## Exercise a
Print the passage of the trading forum thread between "What works for one" and "system to trade.", inclusive.

## Provided text
★ ★ ★ ★

On a further matter for all. As moderator, and bearing in mind the recent history of this topic, I will not stand for any acrimony in this thread and that includes myself. I will ruthlessly edit any hint of the same. I know I have Joe's support in that endeavour.

So please, good discussions all.

Cheers


----------



## It's Snake Pliskin (21 March 2006)

*Re: Discretionary V Mechanical Trading*

What works for one trader may not work for another. Why? Psychology, and comfort, risk aversion levels are different.

A system doesn`t have to be computerized, mechanical or discretionary. It can be what works for the psychology in question. Get it right, your head sorted, and you are there as long as you have a system to trade. 

Why have a system? To help a trader to make trades, much like a blue print or set of guidelines. (Once again depending on your head)

What is the common goal? Ultimately to be profitable. To what extent is up the the persons in question. This is where the discretionary vs mechanical debate comes into question. Matching two different approaches to different psychology cannot be adequately tested for definitive conclusions regarding the debate.


----------



## It's Snake Pliskin (21 March 2006)

*Re: Discretionary V Mechanical Trading*



> You know the single most common reason for people not posting a continuous trade log is the embarrassment of making a loss.




I don`t think that is the case.
I would say most don`t know where they are at which may lead to some having this view. :alien2:


----------



## Bobby (22 March 2006)

*Re: Discretionary V Mechanical Trading*



			
				Snake Pliskin said:
			
		

> I get sidetracked with Kiss dvd`s and my guitar, japanese studies and all other daily life crap. I need an igloo or something.  :band




Hi Snake,
Yep getting sidetracked sure can stuff your trading, thinking of locking my outer gates in the day with a sign !.

Had a tourist enterprise a few years ago, one day a young japanese girl came in & we got on, so she helped me out for the next few days being paid for her efforts.
Well we got real friendly  I found her wonderful even though we had a language problem.

★ ★ ★ ★

Records excerpted from a collection:

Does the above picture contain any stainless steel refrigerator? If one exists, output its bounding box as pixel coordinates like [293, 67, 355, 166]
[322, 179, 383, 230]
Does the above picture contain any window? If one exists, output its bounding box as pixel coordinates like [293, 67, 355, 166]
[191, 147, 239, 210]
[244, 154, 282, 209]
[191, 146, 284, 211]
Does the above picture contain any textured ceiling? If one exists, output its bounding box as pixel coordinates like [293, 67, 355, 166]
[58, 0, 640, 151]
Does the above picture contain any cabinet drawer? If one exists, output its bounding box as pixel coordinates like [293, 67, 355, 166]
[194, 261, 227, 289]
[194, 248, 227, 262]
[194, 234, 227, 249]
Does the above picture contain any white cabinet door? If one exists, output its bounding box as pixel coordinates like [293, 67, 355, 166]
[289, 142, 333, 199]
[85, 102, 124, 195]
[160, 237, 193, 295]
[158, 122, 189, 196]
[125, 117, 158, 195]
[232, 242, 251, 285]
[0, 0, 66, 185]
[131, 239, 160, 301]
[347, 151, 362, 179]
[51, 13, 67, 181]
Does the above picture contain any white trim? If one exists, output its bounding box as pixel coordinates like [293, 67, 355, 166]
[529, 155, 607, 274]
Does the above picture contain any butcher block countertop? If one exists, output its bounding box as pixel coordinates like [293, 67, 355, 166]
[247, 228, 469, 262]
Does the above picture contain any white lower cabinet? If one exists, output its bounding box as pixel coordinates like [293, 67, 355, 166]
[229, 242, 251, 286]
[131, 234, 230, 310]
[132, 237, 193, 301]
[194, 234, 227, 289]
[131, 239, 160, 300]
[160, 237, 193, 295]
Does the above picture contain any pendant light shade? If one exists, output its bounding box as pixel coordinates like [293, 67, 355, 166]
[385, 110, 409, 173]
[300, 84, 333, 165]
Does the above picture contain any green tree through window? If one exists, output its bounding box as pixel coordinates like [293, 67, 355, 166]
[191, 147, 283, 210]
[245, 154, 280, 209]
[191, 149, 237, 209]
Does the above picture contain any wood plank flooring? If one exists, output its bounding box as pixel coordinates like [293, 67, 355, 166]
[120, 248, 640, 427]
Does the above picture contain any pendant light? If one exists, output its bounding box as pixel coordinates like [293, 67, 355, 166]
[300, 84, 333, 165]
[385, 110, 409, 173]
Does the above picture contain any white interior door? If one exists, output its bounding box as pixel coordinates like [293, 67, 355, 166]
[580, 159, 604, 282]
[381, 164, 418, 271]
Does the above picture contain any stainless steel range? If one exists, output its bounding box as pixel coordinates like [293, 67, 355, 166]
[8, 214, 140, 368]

★ ★ ★ ★

## Exercise b
Arrange the lines of the listing as a numbered list, from its first line through the line containing "[529, 155, 607, 274]", inclusive. Omit any blank lines.

## Task result a
What works for one trader may not work for another. Why? Psychology, and comfort, risk aversion levels are different.

A system doesn`t have to be computerized, mechanical or discretionary. It can be what works for the psychology in question. Get it right, your head sorted, and you are there as long as you have a system to trade.

## Task result b
1. Does the above picture contain any stainless steel refrigerator? If one exists, output its bounding box as pixel coordinates like [293, 67, 355, 166]
2. [322, 179, 383, 230]
3. Does the above picture contain any window? If one exists, output its bounding box as pixel coordinates like [293, 67, 355, 166]
4. [191, 147, 239, 210]
5. [244, 154, 282, 209]
6. [191, 146, 284, 211]
7. Does the above picture contain any textured ceiling? If one exists, output its bounding box as pixel coordinates like [293, 67, 355, 166]
8. [58, 0, 640, 151]
9. Does the above picture contain any cabinet drawer? If one exists, output its bounding box as pixel coordinates like [293, 67, 355, 166]
10. [194, 261, 227, 289]
11. [194, 248, 227, 262]
12. [194, 234, 227, 249]
13. Does the above picture contain any white cabinet door? If one exists, output its bounding box as pixel coordinates like [293, 67, 355, 166]
14. [289, 142, 333, 199]
15. [85, 102, 124, 195]
16. [160, 237, 193, 295]
17. [158, 122, 189, 196]
18. [125, 117, 158, 195]
19. [232, 242, 251, 285]
20. [0, 0, 66, 185]
21. [131, 239, 160, 301]
22. [347, 151, 362, 179]
23. [51, 13, 67, 181]
24. Does the above picture contain any white trim? If one exists, output its bounding box as pixel coordinates like [293, 67, 355, 166]
25. [529, 155, 607, 274]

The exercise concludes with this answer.